Triage (Sichtung, Einteilung) ist ein aus dem Militärischen stammender Begriff für die Priorisierung medizinischer Hilfeleistungen bei geringen medizinischen Kapazitäten, hohen Patientenzahlen und fehlenden Möglichkeiten, Patienten zu verlegen. Insbesondere bei kriegerischen Auseinandersetzungen sollten die knappen personellen und materiellen Ressourcen sinnvoll und verantwortungsbewusst eingesetzt werden. Damit war nicht unbedingt eine Entscheidung über Leben oder Tod gemeint, aber oftmals das Ergebnis. Die Methoden der Triage wurden danach auf alle Notsituationen übertragen, bei denen es um die Rettung von Menschenleben geht.

In jüngster Zeit hat der Begriff einen neuartigen Schwerpunkt erfahren, nämlich die Pflege-Triage. Sie unterscheidet sich indes deutlich von jenen Triagen, die über Tod und Leben entscheiden. Ende Juni haben verschiedene Pflege- und Sozialeinrichtungen gemeinsam darauf hingewiesen, dass aus strukturellen, personellen und finanziellen Gründen Engpässe bei der Aufnahme, Behandlung und Anschlussversorgung von pflegebedürftigen Patienten bestehen. Pflegeeinrichtungen lehnten eine Aufnahme mangels Kapazitäten oder wegen Fachkräftemangels ab, selbst bei höheren Pflegegraden. Eine angemessene Versorgung sei daher nicht mehr leistbar.

§

Aufgabe ->
Bitte setze den Text über Triage und Pflege-Triage im Anschluss an seinen letzten Satz fort.

Datenauszug ->
§

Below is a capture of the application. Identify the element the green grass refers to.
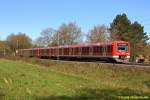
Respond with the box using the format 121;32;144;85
0;59;150;100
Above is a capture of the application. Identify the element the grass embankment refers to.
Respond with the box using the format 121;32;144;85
0;58;150;100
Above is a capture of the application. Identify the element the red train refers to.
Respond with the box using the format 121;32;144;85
18;41;130;62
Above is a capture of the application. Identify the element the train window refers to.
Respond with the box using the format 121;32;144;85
117;44;128;51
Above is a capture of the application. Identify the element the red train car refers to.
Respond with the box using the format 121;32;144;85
18;41;130;62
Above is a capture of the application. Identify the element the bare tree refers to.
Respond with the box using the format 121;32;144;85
87;25;109;42
35;28;56;47
52;22;82;45
7;32;32;52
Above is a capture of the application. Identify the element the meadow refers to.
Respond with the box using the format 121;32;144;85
0;58;150;100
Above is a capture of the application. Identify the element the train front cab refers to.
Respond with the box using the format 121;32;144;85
112;41;130;63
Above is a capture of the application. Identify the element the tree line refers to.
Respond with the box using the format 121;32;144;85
0;13;150;61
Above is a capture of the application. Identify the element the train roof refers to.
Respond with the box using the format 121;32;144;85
22;41;128;50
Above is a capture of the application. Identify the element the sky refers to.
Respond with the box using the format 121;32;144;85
0;0;150;40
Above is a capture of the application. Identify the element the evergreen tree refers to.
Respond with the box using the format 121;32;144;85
110;14;149;61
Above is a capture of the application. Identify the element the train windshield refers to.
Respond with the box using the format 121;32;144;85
118;44;128;51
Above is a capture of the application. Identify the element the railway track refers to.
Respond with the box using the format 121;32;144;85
51;59;150;68
122;63;150;67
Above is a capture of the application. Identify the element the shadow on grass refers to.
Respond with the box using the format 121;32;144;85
36;88;150;100
144;80;150;88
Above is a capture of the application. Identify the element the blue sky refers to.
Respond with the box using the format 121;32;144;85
0;0;150;40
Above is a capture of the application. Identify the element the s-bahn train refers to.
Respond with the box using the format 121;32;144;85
17;41;130;62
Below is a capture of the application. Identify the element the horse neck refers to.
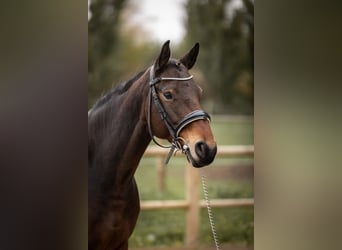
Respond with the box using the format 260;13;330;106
90;74;151;189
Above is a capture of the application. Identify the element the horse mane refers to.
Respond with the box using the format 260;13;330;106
92;69;146;110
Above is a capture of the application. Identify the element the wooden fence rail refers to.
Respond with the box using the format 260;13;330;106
140;145;254;247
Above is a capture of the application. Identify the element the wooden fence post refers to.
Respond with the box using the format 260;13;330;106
185;164;200;248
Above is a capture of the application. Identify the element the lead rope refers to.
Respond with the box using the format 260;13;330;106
199;168;220;250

§

Deine Antwort ->
Damit greife eine Art Pflege-Triage Platz, die mit unserem Verständnis von Menschenwürde und Sozialstaat nicht vereinbar sei. Die Heimleitungen müssten entscheiden, wer einen freigewordenen Pflegeplatz erhält. Der Engpass treffe auch die Kliniken. Wenn eine Person nach einer Operation zum Pflegefall wird und keine Angehörigen sich darum kümmern, müsse die Klinik selbst eine Pflegeeinrichtung suchen. Die Fachverbände regen daher Übergangsstationen mit Kurzzeitpflege an und fordern, bereits bei der Aufnahme in eine Klinik das Entlassungsmanagement sektorenübergreifend zu planen.

Aus aktuellem Anlass standen jüngst die Kriterien unvermeidlicher Triage-Entscheidungen bei lebensrettenden intensivmedizinischen Leistungen im Mittelpunkt. Es ging um die Frage, wie bei Epidemien und Katastrophen die Gleichbehandlung von Behinderten gewährleistet werden kann. Art. 2 des Grundgesetzes gewährleistet das Recht auf Leben und körperliche Unversehrtheit, und Art. 3 des Grundgesetzes bestimmt, dass „niemand wegen seiner Behinderung benachteiligt werden darf.“ Als 2020 in italienischen Kliniken keine ausreichenden lebensrettenden Ressourcen für an Covid-19 Erkrankte verfügbar waren, wurde auch in Deutschland über die Kriterien von unvermeidlichen Triage-Entscheidungen gestritten.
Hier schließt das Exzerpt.